**MATERIAL TO PROCESS:**
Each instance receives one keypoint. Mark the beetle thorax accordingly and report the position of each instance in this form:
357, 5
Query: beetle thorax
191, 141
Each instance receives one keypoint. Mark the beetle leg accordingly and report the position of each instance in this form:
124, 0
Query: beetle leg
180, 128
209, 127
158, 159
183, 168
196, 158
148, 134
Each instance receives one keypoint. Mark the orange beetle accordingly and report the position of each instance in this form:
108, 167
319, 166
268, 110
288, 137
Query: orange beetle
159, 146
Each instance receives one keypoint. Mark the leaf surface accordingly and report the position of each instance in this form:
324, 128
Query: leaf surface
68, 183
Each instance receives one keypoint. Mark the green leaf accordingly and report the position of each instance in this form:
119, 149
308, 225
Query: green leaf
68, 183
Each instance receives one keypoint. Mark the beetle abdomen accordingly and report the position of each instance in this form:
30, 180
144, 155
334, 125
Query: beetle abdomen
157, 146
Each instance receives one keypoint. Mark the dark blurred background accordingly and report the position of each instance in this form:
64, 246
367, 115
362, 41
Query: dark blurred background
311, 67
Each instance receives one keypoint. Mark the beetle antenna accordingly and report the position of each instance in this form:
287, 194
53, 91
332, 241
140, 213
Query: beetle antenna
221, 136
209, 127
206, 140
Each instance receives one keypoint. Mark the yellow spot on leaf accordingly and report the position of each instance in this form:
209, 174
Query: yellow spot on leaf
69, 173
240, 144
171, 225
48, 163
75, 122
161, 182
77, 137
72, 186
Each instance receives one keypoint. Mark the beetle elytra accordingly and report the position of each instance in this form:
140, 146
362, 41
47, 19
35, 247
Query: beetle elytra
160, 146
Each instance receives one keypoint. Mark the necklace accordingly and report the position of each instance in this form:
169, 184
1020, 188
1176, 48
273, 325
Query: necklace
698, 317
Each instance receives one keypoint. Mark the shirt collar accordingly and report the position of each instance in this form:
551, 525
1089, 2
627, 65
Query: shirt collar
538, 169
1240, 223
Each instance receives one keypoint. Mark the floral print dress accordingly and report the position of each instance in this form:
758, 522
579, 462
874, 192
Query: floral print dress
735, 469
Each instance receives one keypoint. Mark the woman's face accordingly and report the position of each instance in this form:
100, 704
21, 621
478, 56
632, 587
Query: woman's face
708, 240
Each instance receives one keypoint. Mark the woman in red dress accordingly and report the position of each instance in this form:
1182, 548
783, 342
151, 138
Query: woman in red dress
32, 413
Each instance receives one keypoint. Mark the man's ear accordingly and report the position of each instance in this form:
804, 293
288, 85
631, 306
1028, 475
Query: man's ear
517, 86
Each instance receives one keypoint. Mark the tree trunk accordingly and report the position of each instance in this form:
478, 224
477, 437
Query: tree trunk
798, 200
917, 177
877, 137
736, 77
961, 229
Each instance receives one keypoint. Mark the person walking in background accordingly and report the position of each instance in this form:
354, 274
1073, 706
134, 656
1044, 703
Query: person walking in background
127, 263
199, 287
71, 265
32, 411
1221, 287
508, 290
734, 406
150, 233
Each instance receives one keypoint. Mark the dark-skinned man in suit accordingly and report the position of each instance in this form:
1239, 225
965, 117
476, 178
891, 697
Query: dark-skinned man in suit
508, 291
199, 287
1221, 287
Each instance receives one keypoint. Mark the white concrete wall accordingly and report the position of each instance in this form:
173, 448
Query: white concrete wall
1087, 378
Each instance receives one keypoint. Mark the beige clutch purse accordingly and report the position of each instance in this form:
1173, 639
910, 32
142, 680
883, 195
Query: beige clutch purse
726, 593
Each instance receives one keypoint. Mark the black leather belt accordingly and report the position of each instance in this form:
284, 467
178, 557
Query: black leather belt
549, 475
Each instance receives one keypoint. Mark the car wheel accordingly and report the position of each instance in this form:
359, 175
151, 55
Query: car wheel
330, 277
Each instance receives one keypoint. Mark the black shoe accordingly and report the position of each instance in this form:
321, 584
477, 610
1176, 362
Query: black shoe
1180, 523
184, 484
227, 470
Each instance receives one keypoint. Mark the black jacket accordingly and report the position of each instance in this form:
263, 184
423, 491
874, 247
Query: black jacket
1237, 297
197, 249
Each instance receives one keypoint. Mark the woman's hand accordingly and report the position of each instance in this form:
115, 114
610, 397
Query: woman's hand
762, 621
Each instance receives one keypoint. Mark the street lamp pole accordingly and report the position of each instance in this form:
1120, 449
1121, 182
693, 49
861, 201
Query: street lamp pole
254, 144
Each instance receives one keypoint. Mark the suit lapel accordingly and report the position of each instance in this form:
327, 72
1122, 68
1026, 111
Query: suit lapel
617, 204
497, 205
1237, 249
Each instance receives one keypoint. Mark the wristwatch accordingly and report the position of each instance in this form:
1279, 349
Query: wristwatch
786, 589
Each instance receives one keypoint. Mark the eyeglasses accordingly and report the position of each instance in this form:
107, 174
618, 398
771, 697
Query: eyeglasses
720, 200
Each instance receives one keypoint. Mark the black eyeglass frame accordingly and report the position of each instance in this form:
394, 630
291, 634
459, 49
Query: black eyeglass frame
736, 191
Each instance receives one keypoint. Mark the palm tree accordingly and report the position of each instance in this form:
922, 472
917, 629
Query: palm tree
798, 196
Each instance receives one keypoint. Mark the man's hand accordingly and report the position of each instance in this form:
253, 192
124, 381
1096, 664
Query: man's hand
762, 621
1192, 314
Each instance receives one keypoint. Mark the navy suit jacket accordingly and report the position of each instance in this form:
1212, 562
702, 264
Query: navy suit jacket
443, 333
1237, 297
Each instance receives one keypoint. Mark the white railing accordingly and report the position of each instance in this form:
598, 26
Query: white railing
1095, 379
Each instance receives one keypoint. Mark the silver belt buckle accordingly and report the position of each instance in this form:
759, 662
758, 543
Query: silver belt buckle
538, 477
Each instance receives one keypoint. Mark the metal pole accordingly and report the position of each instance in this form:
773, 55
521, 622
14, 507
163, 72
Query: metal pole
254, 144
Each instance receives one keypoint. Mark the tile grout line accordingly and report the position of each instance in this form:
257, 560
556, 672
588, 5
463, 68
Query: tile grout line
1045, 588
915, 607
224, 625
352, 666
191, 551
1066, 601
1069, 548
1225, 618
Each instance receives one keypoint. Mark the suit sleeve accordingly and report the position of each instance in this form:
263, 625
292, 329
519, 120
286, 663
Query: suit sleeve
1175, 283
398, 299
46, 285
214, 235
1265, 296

**WHAT IS REQUIRED:**
Put every line of the entries above, from the one containing "Each instance receives one keypoint. Mark the suit sleeve" through the final line, inclusive, into a JSON list of strings, one string per line. Leave out blank lines.

**REPLY TO THE TASK:**
[
  "Each instance receives one keypoint. Mark the suit sleeve accordingly and report the position of each instance in this form:",
  "263, 625",
  "292, 329",
  "519, 120",
  "286, 663",
  "Query: suit sleeve",
  "1175, 283",
  "398, 299",
  "46, 285",
  "214, 235",
  "1265, 296"
]